PROVIDED RECORDS
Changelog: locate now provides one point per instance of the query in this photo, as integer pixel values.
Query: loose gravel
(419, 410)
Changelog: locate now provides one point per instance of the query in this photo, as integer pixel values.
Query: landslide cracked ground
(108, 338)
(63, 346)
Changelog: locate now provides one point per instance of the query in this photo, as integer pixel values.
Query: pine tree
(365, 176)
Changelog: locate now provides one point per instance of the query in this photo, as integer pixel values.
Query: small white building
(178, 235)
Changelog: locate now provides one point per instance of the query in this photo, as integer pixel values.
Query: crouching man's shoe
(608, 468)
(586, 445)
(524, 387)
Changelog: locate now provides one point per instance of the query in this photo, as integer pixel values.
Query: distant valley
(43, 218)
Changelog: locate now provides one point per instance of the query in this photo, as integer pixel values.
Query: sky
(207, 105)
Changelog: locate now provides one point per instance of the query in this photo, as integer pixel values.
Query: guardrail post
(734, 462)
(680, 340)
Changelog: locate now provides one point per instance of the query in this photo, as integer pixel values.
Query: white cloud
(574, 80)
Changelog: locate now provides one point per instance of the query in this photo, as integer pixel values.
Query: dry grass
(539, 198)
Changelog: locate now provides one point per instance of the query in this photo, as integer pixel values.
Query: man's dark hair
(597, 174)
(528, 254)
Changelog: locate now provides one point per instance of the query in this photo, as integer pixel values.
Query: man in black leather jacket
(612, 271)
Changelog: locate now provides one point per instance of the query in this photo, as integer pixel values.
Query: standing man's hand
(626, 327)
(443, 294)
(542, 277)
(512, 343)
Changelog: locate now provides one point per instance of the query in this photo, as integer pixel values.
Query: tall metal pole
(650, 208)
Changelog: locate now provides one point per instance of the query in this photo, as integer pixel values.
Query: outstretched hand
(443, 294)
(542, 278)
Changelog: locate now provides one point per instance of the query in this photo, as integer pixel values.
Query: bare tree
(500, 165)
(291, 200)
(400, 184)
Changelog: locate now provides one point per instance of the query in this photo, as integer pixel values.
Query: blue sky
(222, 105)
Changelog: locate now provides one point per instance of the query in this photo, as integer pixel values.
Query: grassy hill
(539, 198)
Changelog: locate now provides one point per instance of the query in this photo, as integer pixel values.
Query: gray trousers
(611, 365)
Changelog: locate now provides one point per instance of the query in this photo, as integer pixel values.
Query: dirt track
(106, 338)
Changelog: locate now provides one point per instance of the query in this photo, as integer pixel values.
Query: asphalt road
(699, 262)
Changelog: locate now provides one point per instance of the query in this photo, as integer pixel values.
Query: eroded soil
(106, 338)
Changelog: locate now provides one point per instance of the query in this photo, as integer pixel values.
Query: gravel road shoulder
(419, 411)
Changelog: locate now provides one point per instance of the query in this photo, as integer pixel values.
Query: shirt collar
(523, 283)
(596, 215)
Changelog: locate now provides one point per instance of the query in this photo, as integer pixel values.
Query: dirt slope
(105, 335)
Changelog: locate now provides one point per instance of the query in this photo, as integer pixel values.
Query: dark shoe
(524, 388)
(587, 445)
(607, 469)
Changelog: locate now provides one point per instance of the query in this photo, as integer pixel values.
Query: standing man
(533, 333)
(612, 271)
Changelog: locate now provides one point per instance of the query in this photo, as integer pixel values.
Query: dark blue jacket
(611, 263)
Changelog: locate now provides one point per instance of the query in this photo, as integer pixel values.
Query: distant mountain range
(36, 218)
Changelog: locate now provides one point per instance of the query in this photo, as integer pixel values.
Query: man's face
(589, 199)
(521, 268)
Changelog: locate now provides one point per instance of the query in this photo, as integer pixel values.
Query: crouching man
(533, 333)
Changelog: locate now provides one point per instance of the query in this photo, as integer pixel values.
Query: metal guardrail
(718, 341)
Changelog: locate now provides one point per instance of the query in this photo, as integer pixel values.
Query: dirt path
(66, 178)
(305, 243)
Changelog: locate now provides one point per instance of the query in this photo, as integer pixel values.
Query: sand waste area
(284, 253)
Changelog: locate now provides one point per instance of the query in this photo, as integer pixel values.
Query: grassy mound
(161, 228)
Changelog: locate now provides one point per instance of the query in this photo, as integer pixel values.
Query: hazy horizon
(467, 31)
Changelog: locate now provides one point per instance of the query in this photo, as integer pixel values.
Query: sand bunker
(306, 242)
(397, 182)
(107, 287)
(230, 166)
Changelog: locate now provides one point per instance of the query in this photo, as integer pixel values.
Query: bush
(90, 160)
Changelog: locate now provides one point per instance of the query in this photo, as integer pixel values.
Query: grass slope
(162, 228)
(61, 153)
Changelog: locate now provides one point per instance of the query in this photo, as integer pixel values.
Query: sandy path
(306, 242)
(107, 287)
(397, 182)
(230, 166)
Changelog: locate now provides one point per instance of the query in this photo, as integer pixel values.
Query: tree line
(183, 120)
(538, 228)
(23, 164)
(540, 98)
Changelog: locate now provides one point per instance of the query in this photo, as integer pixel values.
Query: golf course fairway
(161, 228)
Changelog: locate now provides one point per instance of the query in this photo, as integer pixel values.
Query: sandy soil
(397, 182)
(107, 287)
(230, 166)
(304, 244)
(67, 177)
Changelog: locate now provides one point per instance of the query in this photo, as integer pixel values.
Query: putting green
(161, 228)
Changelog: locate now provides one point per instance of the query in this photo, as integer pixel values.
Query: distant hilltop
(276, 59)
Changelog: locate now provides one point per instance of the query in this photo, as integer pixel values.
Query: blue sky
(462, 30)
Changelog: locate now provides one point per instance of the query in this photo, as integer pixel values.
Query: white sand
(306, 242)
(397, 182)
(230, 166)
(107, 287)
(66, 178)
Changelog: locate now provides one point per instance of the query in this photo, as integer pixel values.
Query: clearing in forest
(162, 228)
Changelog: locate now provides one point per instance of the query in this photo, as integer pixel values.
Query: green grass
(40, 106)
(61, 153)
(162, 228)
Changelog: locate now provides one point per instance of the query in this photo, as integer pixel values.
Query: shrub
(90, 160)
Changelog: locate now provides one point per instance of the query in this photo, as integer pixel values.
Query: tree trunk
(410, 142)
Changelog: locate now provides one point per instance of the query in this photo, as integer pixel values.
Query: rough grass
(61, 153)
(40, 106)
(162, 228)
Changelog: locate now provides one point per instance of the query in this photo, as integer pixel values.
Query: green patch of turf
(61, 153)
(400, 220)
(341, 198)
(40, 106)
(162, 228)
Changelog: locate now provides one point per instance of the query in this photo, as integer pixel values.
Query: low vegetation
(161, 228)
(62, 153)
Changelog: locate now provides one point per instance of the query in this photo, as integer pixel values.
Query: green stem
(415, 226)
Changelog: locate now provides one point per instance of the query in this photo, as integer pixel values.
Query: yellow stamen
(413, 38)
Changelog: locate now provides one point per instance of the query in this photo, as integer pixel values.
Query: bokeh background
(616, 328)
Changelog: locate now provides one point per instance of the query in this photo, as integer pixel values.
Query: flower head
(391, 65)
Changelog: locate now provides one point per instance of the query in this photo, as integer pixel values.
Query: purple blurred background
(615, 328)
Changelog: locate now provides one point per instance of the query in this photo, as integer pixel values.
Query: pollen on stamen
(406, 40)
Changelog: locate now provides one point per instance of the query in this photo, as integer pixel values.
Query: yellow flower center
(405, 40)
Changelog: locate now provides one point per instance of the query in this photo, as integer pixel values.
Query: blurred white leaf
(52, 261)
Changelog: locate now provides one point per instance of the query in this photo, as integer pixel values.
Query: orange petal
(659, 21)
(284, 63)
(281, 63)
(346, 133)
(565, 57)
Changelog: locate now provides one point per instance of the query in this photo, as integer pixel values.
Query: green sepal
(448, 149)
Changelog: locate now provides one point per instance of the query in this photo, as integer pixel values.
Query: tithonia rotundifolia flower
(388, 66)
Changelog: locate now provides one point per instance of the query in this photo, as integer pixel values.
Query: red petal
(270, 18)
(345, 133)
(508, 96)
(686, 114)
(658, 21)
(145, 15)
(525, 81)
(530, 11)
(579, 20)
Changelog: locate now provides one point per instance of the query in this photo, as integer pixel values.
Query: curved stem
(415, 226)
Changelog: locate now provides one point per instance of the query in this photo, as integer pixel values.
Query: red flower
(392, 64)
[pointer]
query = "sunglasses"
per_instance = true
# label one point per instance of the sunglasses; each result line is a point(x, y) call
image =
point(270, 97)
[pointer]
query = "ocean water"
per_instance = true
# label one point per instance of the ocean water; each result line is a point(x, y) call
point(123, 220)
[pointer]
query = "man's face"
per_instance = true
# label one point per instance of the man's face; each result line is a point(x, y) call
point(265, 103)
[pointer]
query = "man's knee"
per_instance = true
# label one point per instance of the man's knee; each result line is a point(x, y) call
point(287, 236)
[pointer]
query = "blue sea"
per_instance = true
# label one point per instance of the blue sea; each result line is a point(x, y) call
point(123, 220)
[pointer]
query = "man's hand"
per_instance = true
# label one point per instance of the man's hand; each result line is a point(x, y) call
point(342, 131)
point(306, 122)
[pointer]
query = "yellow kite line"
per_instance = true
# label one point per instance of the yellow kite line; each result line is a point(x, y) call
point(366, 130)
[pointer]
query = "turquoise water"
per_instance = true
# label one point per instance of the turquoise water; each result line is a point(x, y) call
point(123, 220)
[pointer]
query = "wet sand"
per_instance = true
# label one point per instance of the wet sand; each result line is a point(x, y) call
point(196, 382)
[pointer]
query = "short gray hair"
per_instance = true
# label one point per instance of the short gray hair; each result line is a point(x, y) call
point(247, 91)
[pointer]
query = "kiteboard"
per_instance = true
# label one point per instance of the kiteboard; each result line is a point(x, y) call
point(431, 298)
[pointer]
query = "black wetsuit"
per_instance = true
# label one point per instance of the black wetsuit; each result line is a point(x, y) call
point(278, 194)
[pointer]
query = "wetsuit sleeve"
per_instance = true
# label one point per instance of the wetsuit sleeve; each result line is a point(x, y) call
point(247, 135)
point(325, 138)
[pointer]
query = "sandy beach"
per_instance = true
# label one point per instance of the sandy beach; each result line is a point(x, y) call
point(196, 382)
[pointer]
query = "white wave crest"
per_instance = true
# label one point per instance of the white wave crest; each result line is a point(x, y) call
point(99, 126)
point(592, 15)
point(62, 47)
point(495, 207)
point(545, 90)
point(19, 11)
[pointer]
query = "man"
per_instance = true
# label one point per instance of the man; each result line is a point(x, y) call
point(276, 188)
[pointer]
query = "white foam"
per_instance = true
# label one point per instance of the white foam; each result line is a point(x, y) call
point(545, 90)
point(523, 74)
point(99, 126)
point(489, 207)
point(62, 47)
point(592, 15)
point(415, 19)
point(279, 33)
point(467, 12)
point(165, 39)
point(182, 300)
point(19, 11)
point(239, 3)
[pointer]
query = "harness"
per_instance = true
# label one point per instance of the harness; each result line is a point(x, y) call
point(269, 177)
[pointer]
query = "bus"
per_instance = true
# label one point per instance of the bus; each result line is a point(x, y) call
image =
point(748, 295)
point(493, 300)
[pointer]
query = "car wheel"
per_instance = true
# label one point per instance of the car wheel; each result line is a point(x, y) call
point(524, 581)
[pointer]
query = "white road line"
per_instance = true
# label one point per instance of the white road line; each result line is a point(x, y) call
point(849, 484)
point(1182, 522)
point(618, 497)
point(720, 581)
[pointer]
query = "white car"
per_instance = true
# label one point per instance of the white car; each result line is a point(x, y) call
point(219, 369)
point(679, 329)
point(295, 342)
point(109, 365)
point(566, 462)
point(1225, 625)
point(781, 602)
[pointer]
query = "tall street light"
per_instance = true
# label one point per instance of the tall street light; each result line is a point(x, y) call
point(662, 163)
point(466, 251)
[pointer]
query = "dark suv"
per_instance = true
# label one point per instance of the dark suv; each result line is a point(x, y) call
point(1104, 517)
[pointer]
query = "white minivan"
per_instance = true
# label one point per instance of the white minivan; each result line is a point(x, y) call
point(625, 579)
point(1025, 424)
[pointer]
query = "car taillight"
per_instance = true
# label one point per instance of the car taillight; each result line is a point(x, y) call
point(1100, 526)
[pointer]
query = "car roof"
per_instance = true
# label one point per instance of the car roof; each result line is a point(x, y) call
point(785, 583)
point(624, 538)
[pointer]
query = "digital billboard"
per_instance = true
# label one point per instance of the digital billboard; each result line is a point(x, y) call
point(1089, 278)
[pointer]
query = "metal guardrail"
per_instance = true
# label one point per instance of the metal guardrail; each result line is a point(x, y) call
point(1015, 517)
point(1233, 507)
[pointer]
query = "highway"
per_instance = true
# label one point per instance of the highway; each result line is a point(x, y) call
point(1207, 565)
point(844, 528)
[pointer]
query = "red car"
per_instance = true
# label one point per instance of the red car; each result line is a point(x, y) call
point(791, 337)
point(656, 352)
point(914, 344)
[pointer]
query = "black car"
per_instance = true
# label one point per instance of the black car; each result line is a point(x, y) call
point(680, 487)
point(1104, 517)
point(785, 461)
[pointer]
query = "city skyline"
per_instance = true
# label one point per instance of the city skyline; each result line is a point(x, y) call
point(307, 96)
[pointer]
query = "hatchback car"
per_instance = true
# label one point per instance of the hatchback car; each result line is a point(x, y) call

YOUR INSTRUCTIONS
Lines with the word "hatchback": how many appear in the data? State only the number.

SOLUTION FOR THIS PROBLEM
2